[Start of Dataset content]

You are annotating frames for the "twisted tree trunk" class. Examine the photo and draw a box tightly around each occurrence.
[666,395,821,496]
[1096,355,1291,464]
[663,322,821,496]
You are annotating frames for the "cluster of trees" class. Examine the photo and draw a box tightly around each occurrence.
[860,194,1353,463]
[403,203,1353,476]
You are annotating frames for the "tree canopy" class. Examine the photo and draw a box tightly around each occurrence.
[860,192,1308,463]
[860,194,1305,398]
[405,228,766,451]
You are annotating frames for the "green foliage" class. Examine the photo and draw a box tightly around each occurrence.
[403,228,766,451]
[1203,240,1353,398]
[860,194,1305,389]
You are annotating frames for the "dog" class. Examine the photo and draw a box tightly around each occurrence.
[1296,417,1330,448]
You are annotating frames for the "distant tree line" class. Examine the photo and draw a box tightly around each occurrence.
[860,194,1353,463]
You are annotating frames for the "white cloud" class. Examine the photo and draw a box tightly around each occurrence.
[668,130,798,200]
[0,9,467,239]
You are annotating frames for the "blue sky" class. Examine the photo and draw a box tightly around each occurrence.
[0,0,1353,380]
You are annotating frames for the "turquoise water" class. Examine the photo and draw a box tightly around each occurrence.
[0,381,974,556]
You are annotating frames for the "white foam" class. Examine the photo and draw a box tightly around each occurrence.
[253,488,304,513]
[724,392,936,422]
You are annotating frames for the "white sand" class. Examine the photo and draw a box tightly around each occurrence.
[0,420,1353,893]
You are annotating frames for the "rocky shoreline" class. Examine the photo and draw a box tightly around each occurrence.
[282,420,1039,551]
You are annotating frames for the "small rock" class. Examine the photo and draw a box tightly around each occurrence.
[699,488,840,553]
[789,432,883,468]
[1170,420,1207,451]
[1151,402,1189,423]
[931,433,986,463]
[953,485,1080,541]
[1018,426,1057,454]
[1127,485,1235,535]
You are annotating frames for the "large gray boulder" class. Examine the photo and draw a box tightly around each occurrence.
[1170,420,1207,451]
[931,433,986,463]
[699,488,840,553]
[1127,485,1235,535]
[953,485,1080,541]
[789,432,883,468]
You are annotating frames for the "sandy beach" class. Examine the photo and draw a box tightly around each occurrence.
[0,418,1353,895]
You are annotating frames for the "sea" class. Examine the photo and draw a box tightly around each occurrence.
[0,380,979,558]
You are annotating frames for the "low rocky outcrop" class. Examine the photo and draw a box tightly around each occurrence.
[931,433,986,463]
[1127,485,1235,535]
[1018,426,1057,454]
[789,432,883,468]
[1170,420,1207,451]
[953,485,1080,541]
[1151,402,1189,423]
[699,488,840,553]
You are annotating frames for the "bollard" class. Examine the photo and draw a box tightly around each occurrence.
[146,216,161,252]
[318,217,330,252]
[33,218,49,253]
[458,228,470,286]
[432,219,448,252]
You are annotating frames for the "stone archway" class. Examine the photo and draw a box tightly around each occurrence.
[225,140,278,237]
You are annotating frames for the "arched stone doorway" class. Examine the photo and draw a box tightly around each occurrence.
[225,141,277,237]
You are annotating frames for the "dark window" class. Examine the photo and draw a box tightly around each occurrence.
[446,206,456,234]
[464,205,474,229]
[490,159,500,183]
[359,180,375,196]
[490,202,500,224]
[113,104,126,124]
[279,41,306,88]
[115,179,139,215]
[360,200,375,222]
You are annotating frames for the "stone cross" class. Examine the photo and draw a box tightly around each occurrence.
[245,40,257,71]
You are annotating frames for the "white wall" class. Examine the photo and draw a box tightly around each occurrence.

[End of Dataset content]

[Task statement]: Scale the stretch from the start of the records through the line that contains "[663,322,821,496]", both ends included, and reproduce every line of it, requests too. Multiply each bounding-box coordinate in the answers by 1.5 and round to the nearest whole number, with halves rounded up.

[Finished exercise]:
You are annotating frames for the "twisted tree trunk" class. Examine the photo and draw a box tightly around each occurrence.
[999,593,1232,744]
[1644,533,1937,696]
[995,483,1232,744]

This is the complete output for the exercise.